What to do:
Copy the stretch of records below from the line containing "Each instance of the green tree" through the line containing "pixel 21 53", both included, word for word.

Records to use:
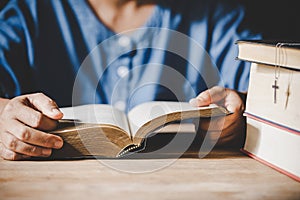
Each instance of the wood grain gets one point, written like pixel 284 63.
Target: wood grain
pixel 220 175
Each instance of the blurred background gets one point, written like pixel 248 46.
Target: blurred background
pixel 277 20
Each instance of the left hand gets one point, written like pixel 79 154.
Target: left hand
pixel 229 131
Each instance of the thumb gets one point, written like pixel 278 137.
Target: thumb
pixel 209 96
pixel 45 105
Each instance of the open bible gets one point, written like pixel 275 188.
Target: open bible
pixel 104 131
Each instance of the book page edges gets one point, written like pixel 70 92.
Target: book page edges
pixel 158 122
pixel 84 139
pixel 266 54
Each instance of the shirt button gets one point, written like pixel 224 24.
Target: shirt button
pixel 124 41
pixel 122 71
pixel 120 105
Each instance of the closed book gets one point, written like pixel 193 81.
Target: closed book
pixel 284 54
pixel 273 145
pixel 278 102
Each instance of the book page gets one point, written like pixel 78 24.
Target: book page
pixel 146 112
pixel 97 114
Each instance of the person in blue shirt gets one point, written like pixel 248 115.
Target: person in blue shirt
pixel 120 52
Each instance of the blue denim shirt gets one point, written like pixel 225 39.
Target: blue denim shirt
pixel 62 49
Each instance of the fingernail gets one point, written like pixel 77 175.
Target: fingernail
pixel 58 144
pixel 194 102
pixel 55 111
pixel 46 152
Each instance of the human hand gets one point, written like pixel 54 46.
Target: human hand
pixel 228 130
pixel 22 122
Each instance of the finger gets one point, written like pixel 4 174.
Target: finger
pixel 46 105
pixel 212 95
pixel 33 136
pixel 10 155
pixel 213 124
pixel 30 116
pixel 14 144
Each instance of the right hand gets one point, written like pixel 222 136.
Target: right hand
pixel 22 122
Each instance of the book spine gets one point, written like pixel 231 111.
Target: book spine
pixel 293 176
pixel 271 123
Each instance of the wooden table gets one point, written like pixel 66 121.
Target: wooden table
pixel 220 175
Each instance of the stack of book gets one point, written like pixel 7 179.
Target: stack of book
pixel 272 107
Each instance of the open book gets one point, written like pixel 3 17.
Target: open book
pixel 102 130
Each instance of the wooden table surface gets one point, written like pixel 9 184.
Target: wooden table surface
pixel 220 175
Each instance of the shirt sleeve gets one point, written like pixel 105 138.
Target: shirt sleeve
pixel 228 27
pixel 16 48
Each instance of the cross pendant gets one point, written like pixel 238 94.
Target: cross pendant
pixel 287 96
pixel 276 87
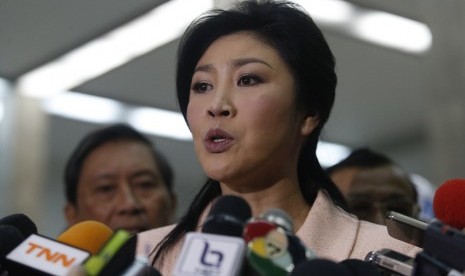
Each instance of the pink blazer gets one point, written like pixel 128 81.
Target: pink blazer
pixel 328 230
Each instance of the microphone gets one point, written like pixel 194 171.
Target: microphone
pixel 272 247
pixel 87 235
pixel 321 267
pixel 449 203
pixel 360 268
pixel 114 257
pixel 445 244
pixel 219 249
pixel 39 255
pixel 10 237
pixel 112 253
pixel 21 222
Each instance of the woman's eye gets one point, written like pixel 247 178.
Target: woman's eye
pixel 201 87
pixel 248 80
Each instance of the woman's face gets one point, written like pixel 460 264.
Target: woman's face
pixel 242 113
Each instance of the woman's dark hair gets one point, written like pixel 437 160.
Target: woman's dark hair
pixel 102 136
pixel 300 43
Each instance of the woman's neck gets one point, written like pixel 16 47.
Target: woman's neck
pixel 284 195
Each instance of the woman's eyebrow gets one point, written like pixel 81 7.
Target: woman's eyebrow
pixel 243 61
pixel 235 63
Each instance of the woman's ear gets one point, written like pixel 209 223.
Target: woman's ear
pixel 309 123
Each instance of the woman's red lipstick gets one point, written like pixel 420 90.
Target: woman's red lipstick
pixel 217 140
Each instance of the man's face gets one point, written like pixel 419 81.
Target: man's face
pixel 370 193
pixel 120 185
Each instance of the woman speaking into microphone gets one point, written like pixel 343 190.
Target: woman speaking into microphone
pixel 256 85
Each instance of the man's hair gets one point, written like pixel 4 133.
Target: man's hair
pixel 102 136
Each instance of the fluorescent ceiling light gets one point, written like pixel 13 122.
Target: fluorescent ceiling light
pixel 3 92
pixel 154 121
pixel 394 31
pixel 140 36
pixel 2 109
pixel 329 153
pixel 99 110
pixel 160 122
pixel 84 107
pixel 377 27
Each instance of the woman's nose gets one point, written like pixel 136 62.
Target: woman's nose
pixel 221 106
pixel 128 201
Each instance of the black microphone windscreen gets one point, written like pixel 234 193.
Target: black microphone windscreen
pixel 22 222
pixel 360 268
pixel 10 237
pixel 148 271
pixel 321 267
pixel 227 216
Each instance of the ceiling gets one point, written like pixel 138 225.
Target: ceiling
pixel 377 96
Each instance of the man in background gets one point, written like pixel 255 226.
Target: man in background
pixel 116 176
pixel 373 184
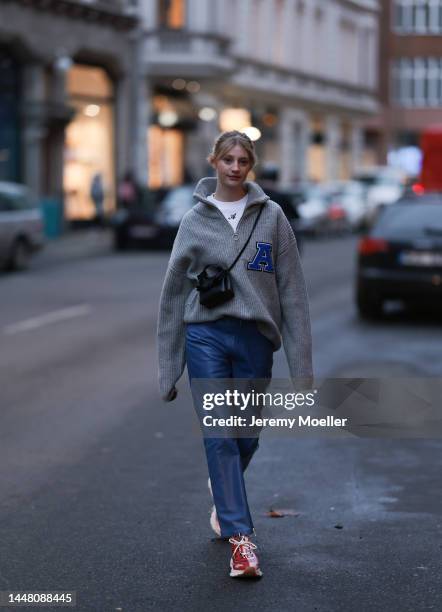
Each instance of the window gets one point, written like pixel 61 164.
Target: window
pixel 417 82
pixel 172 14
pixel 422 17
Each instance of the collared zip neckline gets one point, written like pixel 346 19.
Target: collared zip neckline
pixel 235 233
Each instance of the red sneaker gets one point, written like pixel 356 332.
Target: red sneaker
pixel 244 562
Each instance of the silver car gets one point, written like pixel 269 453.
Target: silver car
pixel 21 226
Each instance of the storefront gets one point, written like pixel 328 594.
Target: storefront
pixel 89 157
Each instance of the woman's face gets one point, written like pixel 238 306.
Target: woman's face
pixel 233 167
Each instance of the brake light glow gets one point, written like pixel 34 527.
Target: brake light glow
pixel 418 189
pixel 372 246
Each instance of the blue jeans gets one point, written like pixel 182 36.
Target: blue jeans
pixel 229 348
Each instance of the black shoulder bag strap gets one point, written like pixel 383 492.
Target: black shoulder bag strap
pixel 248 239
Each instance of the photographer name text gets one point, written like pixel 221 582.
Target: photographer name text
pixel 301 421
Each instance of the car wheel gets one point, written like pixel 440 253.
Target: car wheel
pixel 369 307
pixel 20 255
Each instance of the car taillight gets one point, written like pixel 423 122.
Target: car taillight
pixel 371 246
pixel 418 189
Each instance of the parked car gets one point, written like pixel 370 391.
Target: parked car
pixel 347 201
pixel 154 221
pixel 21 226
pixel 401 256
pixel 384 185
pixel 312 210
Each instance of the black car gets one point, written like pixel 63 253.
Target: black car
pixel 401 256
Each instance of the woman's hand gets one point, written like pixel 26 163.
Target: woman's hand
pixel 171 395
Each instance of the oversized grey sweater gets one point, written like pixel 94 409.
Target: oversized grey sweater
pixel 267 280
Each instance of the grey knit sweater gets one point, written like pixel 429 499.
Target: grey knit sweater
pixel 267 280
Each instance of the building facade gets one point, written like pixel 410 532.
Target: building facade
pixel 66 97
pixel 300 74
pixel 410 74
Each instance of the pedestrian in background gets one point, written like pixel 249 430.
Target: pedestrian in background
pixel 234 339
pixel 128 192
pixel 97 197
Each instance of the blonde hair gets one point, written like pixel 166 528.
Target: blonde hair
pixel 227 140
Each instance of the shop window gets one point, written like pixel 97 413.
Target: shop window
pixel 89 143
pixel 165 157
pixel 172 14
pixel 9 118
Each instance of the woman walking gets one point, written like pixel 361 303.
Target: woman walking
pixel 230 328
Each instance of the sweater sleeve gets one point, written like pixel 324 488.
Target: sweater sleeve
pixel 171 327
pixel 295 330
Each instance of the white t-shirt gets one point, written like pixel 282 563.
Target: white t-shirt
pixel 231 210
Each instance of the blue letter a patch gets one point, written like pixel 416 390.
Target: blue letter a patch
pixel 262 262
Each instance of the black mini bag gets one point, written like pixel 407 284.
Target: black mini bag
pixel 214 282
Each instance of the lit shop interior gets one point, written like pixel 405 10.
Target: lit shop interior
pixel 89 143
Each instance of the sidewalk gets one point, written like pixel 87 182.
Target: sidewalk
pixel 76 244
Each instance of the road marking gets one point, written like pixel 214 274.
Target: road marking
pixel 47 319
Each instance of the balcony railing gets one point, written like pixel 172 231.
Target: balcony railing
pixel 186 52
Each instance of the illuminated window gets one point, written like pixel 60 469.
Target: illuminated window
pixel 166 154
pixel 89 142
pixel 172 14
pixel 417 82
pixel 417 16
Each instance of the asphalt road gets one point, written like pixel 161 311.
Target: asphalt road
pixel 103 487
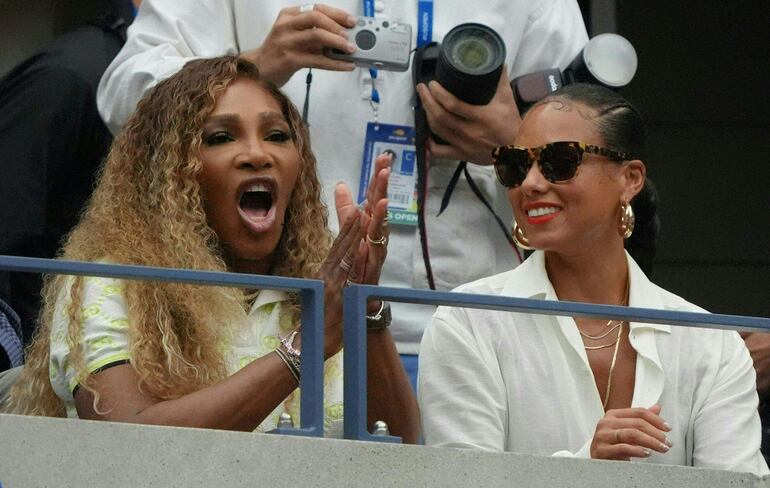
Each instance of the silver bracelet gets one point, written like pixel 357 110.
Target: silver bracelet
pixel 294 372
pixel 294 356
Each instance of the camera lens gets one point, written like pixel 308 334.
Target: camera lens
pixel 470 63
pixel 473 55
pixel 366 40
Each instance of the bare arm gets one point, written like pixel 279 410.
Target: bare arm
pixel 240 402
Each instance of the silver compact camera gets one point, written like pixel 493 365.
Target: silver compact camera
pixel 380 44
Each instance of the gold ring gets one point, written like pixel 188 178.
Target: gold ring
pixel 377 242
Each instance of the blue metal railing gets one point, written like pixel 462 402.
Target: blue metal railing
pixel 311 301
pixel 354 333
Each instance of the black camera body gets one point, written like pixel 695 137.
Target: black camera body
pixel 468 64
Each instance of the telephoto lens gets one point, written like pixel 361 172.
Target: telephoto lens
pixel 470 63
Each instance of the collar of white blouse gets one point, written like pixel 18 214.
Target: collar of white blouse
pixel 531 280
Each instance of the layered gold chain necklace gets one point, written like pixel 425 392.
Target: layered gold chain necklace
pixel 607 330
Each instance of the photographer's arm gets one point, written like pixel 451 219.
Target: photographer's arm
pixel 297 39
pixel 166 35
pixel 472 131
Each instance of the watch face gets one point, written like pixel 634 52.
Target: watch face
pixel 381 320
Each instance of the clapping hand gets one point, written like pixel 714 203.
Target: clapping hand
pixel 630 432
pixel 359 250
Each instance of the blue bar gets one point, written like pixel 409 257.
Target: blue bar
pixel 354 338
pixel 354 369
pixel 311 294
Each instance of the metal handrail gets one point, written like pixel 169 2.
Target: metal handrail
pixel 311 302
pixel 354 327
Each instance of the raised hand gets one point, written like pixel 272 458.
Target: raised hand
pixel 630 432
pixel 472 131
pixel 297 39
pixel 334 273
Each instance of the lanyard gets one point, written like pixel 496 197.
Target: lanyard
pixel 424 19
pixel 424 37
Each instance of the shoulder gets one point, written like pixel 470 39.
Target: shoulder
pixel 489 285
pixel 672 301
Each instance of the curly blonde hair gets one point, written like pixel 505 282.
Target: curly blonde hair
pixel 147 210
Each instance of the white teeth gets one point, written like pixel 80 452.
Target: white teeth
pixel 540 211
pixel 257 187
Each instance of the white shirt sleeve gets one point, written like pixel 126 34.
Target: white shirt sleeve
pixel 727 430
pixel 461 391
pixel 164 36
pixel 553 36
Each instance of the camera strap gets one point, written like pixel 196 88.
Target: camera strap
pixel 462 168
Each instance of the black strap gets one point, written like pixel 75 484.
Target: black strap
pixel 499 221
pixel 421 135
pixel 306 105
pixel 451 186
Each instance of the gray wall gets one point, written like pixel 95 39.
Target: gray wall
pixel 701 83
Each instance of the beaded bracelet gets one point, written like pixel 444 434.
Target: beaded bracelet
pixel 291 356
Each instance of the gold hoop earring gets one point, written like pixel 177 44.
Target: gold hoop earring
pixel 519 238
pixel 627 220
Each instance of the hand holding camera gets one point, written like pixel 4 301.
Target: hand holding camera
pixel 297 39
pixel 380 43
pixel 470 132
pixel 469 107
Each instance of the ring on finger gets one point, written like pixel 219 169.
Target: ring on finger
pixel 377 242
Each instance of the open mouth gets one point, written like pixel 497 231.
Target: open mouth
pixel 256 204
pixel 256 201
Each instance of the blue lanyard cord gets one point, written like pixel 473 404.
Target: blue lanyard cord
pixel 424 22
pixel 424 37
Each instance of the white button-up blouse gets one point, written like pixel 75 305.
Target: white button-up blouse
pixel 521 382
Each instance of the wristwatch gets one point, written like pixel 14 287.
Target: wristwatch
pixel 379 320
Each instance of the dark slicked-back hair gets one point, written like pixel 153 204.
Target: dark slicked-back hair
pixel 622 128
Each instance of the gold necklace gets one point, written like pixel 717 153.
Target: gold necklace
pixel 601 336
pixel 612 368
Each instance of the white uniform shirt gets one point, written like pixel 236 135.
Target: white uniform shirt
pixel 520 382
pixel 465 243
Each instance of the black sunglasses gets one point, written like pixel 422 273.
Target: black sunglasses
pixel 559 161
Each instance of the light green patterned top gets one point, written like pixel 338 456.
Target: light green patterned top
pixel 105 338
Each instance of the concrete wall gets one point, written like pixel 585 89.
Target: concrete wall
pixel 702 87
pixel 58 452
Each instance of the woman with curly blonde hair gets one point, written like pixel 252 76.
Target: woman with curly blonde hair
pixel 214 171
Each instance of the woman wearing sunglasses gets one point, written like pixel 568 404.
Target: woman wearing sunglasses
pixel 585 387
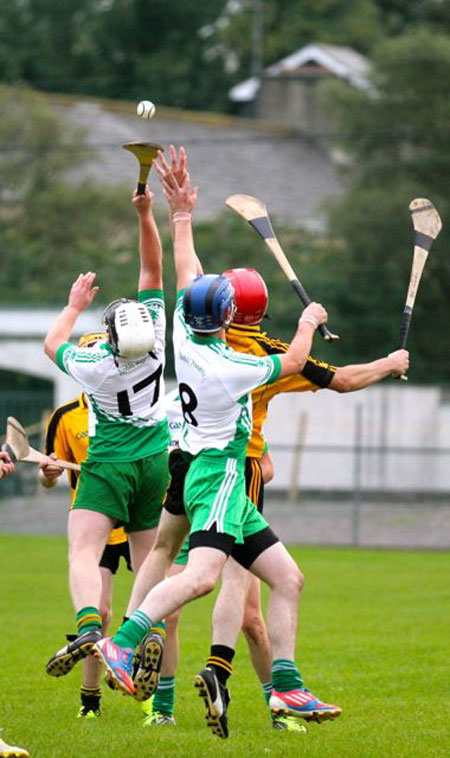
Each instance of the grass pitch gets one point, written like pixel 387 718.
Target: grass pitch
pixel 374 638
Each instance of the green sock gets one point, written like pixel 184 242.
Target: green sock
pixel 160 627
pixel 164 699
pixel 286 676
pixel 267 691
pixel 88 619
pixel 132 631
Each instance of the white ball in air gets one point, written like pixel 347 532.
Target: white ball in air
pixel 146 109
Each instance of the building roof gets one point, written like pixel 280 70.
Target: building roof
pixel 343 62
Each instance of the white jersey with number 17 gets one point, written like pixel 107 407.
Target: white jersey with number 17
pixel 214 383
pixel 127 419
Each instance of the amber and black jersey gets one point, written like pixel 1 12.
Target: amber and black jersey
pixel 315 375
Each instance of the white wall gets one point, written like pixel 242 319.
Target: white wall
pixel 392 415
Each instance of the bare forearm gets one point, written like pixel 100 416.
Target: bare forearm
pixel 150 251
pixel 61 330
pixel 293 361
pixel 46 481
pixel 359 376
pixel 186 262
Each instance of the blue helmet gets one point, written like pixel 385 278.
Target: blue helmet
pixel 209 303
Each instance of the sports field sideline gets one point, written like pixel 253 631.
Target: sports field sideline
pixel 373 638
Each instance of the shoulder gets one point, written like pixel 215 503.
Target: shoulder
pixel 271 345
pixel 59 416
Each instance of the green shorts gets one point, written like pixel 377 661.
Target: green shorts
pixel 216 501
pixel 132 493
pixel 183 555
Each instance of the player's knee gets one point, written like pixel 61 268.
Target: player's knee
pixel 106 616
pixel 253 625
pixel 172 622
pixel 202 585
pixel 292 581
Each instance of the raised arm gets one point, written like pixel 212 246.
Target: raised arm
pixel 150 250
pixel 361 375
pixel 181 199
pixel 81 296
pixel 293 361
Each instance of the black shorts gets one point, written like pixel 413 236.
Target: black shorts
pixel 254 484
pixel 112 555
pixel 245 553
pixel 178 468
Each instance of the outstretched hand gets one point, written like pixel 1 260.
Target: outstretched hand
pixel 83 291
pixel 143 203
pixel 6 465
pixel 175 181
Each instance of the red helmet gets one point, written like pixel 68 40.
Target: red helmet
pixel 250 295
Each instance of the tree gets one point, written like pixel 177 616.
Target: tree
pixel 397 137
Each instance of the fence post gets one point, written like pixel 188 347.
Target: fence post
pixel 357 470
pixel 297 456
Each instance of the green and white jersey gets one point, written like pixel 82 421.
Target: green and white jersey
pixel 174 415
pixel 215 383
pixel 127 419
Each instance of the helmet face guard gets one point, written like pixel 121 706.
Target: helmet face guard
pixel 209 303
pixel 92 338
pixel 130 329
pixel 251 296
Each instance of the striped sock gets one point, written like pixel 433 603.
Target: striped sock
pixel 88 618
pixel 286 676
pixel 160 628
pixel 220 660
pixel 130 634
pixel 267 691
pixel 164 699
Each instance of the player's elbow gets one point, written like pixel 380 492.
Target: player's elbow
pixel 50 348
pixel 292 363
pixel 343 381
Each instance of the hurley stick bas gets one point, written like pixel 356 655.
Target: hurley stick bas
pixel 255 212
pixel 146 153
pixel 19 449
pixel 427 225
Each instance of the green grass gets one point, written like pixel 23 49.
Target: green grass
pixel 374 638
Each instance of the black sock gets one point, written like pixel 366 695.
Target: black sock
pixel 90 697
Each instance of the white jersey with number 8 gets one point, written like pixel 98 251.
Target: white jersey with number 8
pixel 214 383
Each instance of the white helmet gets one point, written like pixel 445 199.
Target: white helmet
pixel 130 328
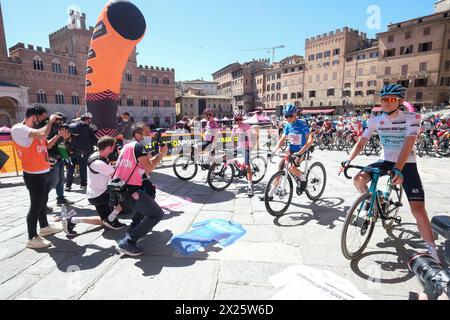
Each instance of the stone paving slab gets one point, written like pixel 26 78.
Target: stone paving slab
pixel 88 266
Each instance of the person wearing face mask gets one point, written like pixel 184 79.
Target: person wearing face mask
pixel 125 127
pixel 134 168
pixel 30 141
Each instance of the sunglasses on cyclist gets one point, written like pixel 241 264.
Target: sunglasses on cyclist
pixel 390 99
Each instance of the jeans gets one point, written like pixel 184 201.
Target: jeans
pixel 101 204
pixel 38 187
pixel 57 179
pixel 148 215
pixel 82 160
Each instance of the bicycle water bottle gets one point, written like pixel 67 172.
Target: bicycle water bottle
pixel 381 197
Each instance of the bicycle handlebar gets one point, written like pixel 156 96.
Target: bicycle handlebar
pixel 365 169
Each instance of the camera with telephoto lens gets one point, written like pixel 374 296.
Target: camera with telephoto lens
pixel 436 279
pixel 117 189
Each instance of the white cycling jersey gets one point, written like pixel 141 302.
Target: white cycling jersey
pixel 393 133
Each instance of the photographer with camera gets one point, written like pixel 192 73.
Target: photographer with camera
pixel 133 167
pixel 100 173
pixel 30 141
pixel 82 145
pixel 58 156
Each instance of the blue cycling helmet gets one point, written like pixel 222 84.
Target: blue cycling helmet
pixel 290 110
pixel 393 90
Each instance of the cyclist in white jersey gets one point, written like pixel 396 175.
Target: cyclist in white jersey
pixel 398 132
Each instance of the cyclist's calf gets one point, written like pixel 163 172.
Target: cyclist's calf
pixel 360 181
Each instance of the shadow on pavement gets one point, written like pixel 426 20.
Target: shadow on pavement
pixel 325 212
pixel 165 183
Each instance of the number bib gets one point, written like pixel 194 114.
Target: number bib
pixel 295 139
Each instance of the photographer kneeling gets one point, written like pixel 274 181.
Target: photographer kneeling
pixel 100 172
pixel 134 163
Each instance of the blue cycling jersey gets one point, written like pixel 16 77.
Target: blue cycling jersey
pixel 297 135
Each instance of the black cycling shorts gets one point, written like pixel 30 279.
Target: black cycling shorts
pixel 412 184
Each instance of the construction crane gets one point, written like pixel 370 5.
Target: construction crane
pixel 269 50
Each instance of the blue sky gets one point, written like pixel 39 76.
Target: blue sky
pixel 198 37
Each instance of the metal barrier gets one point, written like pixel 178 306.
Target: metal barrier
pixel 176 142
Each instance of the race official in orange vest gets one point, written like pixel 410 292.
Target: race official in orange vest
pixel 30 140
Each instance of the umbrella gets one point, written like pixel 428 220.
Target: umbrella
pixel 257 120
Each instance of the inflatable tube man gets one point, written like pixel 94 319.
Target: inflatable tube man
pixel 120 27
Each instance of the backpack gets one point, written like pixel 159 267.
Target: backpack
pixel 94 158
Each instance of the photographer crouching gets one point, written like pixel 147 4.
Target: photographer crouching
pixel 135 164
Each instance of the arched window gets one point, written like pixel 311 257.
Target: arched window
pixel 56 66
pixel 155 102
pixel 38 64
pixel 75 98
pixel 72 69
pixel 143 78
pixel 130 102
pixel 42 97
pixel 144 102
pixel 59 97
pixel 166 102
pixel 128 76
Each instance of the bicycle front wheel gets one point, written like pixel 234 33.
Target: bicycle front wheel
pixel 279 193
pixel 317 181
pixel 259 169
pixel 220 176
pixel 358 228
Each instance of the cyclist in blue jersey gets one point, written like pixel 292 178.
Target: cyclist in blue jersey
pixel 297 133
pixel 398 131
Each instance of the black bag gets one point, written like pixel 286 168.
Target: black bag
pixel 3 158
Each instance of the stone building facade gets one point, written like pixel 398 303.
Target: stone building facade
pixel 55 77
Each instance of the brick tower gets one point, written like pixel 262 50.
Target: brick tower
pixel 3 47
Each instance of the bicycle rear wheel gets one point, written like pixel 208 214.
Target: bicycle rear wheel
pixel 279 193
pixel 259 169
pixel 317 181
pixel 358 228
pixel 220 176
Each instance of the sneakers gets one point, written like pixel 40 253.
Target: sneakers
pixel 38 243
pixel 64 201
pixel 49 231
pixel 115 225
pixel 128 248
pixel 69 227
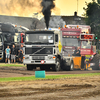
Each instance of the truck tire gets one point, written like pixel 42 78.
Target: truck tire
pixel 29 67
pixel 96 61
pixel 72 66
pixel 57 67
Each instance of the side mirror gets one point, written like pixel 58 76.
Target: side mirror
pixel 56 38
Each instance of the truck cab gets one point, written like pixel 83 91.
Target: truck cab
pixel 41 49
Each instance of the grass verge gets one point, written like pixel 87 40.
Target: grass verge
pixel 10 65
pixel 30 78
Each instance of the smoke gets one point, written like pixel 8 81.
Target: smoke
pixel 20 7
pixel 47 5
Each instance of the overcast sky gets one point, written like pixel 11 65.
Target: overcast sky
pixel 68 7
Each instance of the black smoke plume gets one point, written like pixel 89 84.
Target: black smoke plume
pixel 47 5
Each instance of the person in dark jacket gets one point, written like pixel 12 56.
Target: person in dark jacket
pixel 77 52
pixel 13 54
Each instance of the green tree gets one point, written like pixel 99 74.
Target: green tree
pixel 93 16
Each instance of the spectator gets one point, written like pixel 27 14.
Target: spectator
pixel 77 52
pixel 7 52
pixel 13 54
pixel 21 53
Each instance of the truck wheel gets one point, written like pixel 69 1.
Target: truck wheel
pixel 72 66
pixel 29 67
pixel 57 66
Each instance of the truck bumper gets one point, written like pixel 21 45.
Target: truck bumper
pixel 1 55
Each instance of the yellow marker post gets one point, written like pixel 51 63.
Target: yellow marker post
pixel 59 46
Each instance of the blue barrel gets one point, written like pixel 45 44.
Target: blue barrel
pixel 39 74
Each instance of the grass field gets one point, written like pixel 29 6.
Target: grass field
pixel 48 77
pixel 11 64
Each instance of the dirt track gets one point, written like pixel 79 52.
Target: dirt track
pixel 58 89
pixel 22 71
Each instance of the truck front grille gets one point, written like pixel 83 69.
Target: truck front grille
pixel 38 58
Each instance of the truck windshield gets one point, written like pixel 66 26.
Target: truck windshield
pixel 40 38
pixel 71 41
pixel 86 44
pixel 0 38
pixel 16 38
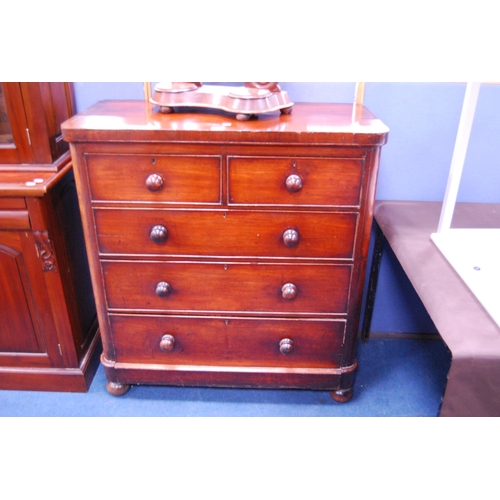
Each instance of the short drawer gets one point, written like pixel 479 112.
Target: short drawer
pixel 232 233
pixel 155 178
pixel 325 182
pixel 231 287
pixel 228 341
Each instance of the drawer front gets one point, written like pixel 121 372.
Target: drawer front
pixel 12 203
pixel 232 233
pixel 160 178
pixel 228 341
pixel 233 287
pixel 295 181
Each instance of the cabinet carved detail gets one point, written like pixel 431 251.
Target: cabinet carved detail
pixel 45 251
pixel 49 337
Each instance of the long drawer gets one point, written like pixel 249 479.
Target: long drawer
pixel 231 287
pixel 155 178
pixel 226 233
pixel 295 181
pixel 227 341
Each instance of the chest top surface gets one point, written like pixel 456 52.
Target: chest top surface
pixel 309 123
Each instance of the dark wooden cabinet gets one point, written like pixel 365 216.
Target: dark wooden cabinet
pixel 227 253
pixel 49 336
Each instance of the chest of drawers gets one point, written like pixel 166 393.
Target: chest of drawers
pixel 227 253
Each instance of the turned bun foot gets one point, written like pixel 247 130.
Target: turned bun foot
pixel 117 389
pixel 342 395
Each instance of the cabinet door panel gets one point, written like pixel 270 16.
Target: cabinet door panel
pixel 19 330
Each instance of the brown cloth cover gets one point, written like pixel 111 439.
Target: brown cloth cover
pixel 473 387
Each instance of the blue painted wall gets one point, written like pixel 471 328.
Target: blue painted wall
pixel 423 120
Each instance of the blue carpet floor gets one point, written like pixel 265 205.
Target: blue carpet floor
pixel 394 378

Written reply:
Each instance of the green tree gets one point, written like pixel 99 74.
Target: green tree
pixel 93 16
Each instance of the spectator gets one point, written like pixel 27 14.
Target: spectator
pixel 77 52
pixel 7 52
pixel 13 54
pixel 21 53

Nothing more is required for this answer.